━━━━━ Passage for review

General Electric is being replaced by the drugstore/healthcare company.
In more proof that it’s an ill wind that blows no one some good, bad news for General Electric is good news for Walgreens Boots Alliance. The Dow Jones Industrial Average (aka the Dow) is replacing General Electric with Walgreens Boots Alliance. GE had been one of the thirty companies originally included in the stock market index since it was started in 1896. The switch takes place on June 26.
Walgreens will be added to the Dow’s fourth company in the consumer-staples category, according to Marketwatch. The move helps reflect the U.S. economy because it will reflect the roles of consumers and healthcare, according to Reuters. The other companies in this category are Walmart, Proctor & Gamble, and Coca-Cola. Four healthcare or pharmaceutical companies are in the Dow-Johnson & Johnson, Merck, Pfizer, and UnitedHealth Group.
The Dow measures the price movement of 30 large publicly traded U.S. companies, using a price-weighted system. For more than 120 years, it has served as a benchmark for tracking the activity of the stock market. At one time, only industrial companies were included in the Dow, but it has kept “industrial” as part of its title.
The news buoyed the stock price for Walgreens, pushing it up more than 3%, whereas GE suffered a small loss of 1.5%. Walgreens Boots Alliance owns the Walgreens and Duane Reade pharmacy chains in the United States, and the Boots and Benavides chains internationally.
GE, a historic firm cofounded by Thomas Edison, was the world’s most valuable public company as recently as 2005, says Marketwatch. But being dropped from the Dow is not always a sign of impending doom. Other companies that have been dropped include Bank of America, which is still going strong.

━━━━━━━━━━
━━━━━ Extracted entries

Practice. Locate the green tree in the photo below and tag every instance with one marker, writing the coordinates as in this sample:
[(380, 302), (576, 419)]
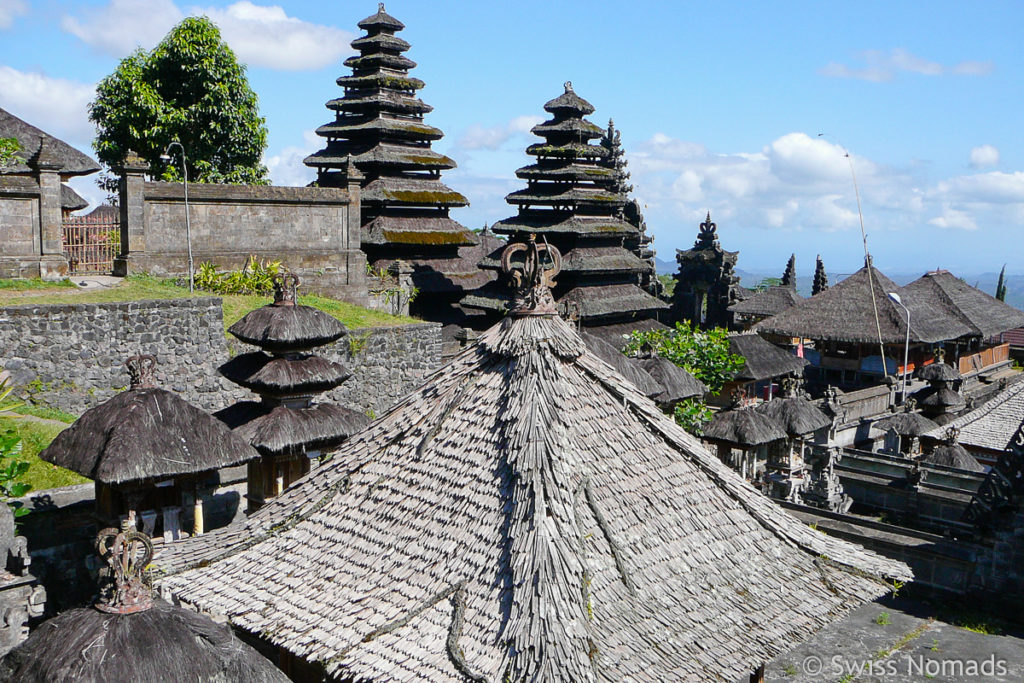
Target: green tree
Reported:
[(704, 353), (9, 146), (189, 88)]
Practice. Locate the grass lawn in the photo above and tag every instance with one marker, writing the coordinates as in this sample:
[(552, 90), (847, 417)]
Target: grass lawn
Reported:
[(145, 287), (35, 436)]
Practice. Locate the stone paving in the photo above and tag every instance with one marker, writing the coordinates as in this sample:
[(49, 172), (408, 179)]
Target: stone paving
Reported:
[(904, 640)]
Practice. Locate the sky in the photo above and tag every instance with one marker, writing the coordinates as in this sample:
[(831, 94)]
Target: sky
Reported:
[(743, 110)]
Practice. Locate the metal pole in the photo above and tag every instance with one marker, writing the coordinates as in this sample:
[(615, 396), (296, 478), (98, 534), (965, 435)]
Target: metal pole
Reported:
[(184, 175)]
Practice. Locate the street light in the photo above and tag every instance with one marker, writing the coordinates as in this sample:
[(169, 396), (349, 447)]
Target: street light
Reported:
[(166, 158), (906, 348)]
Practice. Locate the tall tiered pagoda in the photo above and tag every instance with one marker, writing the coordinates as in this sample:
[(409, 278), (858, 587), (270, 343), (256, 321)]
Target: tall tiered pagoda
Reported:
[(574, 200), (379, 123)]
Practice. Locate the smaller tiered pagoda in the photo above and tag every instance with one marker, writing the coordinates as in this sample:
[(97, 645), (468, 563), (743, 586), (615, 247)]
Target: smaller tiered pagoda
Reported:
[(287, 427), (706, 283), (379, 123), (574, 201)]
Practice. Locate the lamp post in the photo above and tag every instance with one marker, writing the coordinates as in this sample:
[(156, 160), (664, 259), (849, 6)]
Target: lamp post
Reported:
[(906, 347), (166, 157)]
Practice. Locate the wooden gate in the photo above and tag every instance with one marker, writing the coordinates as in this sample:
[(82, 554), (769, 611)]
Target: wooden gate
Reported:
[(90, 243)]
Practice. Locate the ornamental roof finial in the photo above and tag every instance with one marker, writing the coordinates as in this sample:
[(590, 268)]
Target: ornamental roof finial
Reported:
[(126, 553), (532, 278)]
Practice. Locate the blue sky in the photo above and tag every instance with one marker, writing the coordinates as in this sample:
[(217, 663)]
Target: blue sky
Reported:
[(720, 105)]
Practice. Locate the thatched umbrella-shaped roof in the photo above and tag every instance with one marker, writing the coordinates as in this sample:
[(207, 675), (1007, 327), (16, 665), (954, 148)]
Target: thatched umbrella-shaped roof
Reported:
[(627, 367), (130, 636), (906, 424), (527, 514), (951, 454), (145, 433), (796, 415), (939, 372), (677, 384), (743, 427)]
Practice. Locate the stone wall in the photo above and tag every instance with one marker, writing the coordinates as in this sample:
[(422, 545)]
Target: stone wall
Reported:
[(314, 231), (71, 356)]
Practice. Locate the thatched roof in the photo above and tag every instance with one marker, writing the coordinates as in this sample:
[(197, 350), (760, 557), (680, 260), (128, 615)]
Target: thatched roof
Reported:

━━━━━━━━━━

Problem requirements
According to the article about Walgreens Boots Alliance replacing General Electric in the Dow, on what date does the switch take place?

Problem solution
June 26